Actions to take:
(1) According to the tornado account, how many of the fatalities that day were in Arkadelphia?
(2) In the rows, reproduce word for word the stretch from the line containing "the woman's right" through the last row.

Quoted passage:
Thursday, August 27, 2009

Clarifying the Tornado: Part Two

(Part One)


March 1, 1997 and the week that followed was disorienting and full of heightened emotions.

The day of the tornado I went from lazily browsing sociological themes in the morning, to testing the limits of my endurance as I raced around downed trees to make my way back to my university campus. Stopping at the nearest dorm, I used the lobby phone to call home to my parents. A male dormitory, I was lucky that some of my guy friends had returned to change clothes and gather extra pairs of gloves, and came over to put their arm around me as I waited to find out if my family was ok. It took several attempts to get through, but when I did my mother sounded just as panicked as I felt.

In my rush to get downtown, I had not considered that the news would have quickly reported the damage in Arkadelphia, and my poor parents had been left unable to get in touch with me or find out about my condition. My family was ok, and my stepfather had already left to assist in a neighborhood just behind ours which had suffered damage similar to what we had experienced. My mother encouraged me to be safe as I hung up the phone and climbed in the back of a truck with the guys to go and help with additional clean up efforts.

Sixteen tornadoes struck Arkansas that day with twenty-five fatalities, six of which were in Arkadelphia.

In addition to homes, business and historical buildings in the downtown area, the tornado caused destruction to the church I was attending at the time, Second Baptist, and a mobile-home park nearby. Our university, and the one across the street, provided significant manpower for the recovery effort. I spent the week at the armory, which had become a makeshift Red Cross headquarters, assisting families with their intake paperwork. I also braved my fear of needles to voluntarily get a tetanus shot (required for anyone who wanted to assist with cleanup) and give blood for the first time.

Extracted data:
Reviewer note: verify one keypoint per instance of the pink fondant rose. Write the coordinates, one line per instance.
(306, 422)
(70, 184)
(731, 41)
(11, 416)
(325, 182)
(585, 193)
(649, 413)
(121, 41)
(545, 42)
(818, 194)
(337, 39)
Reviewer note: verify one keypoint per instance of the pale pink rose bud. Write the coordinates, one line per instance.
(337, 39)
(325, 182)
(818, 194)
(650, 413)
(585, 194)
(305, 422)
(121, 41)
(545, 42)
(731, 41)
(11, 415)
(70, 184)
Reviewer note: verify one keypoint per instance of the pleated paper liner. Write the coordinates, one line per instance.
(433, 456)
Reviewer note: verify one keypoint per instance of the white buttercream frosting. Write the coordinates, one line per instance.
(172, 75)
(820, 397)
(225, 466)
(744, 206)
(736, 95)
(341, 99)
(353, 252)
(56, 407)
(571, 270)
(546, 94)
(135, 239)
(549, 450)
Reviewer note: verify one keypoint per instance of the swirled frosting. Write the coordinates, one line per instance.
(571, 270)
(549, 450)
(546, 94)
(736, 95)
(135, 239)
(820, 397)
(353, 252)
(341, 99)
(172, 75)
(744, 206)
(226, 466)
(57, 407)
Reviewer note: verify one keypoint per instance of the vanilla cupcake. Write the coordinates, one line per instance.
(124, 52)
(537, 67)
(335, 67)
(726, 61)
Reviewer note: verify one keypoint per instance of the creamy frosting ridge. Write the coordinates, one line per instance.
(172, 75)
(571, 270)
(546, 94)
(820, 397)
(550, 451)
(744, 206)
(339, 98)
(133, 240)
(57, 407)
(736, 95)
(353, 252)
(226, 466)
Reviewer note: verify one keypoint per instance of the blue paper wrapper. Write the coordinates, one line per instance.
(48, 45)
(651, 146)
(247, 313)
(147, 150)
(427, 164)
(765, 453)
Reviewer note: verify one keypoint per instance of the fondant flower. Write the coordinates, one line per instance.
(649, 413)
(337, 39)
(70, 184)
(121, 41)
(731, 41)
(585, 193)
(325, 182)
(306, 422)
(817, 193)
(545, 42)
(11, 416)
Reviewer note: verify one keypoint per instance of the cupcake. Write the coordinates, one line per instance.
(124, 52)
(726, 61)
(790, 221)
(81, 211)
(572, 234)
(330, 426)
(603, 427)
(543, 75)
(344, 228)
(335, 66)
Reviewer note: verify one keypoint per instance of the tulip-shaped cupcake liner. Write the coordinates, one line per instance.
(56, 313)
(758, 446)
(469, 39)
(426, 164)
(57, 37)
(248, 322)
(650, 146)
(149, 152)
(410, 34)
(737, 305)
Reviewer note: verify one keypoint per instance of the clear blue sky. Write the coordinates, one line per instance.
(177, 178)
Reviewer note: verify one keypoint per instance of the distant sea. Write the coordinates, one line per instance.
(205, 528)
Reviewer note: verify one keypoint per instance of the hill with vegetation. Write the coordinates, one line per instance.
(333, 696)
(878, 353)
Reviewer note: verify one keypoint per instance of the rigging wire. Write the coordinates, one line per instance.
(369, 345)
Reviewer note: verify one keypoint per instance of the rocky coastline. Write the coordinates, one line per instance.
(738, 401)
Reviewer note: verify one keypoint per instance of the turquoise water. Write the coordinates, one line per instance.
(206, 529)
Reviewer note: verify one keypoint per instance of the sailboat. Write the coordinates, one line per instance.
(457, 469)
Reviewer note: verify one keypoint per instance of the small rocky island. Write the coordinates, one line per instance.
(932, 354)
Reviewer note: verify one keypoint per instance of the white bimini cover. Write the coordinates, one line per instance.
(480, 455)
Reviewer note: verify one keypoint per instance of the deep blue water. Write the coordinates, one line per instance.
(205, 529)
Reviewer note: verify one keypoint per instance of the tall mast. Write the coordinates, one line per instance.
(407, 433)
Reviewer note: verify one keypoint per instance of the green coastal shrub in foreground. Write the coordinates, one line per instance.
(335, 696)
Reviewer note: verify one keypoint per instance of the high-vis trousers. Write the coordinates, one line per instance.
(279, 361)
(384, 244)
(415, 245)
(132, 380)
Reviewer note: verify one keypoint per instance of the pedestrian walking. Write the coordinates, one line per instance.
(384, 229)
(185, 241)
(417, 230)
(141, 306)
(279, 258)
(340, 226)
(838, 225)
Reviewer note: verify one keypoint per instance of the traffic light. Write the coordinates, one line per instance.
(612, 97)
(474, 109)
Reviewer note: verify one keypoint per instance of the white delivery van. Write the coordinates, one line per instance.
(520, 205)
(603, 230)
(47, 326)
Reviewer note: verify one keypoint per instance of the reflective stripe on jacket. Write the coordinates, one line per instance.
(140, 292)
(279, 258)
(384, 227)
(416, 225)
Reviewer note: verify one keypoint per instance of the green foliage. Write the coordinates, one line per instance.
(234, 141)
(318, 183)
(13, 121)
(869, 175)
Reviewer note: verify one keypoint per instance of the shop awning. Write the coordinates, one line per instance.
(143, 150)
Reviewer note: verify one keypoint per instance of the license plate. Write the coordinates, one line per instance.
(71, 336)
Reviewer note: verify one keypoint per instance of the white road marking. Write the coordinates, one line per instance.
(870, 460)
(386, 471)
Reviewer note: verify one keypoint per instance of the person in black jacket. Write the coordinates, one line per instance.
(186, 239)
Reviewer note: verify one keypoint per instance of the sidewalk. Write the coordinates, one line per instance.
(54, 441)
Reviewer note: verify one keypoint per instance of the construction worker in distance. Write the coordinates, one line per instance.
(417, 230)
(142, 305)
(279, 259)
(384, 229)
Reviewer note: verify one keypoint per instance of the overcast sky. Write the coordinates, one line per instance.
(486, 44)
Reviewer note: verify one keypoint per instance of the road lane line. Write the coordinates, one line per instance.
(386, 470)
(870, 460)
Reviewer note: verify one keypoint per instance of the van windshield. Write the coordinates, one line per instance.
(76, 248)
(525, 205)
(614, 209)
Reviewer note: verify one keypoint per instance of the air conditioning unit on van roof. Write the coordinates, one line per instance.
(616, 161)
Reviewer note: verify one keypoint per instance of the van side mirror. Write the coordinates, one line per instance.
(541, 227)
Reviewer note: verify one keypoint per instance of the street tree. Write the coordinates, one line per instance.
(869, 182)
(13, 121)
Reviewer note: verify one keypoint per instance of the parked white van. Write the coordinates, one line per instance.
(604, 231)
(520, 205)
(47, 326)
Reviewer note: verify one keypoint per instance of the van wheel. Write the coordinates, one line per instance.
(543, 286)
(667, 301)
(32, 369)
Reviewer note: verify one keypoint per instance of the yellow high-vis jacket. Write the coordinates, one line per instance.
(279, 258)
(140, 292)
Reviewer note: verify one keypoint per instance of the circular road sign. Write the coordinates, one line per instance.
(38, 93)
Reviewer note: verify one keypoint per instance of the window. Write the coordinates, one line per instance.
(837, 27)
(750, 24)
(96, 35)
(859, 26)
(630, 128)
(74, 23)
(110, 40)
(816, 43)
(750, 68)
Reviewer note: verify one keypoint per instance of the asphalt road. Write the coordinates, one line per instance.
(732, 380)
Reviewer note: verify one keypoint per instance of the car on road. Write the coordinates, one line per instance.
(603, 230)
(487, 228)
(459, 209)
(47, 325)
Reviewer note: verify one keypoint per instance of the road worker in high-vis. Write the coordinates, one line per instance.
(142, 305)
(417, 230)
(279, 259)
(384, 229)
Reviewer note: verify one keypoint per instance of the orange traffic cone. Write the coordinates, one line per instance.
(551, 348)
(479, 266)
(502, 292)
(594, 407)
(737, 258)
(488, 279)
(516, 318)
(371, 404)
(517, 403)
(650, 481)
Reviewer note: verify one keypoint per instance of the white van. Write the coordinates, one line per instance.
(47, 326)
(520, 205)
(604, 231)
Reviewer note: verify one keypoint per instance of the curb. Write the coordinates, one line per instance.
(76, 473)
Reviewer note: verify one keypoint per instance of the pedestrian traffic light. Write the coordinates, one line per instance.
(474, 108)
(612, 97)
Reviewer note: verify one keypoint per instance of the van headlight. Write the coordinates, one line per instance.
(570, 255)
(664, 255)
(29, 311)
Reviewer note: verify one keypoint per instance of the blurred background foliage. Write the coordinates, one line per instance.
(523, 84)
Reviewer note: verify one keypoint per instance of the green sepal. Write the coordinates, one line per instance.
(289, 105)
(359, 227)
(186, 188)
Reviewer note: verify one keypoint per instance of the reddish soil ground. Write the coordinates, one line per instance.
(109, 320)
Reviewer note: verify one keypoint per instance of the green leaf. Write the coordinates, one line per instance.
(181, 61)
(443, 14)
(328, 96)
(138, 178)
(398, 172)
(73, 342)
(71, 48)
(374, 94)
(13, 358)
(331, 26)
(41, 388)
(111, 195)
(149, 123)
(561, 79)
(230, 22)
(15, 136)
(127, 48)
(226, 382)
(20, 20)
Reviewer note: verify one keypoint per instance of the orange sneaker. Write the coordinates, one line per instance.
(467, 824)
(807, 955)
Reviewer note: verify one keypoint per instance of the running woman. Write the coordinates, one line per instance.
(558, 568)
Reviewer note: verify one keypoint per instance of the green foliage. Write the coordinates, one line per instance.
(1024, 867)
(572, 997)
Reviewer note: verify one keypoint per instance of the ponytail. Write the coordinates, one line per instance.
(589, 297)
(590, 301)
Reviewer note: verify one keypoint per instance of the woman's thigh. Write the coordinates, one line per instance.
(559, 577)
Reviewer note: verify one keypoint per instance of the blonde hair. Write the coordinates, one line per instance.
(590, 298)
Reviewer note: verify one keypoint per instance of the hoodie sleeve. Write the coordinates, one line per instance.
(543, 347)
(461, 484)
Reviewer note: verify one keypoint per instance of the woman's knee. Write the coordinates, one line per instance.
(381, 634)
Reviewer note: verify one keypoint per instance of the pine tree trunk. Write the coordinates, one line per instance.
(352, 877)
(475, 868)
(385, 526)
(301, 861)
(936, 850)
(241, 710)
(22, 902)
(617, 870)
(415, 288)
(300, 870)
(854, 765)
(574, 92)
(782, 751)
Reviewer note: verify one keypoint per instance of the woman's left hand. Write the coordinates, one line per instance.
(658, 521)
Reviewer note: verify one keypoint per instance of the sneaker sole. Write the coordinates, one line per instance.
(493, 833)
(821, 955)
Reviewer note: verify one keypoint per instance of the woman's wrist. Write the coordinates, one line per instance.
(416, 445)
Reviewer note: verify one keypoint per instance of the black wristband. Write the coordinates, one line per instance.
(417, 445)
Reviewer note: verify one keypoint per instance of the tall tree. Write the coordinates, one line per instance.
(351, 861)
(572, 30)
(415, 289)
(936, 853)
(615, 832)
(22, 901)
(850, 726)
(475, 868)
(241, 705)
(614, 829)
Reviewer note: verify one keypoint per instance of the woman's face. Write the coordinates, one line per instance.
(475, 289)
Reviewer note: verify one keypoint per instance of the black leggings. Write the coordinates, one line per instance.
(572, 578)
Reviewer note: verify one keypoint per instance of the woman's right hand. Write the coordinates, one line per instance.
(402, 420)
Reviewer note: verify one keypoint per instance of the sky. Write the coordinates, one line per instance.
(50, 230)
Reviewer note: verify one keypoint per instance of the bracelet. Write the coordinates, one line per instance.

The results:
(1) Six of the twenty-five fatalities were in Arkadelphia.

(2)
Reviewer note: verify one keypoint per instance of the woman's right hand. Write the coordinates, one line per instance.
(402, 420)
Reviewer note: verify one keypoint per instance of the sky. Write the coordinates, one line per instance.
(50, 230)
Reviewer note: verify one keypoint per instance of the bracelet. Write the coordinates, one line per instance.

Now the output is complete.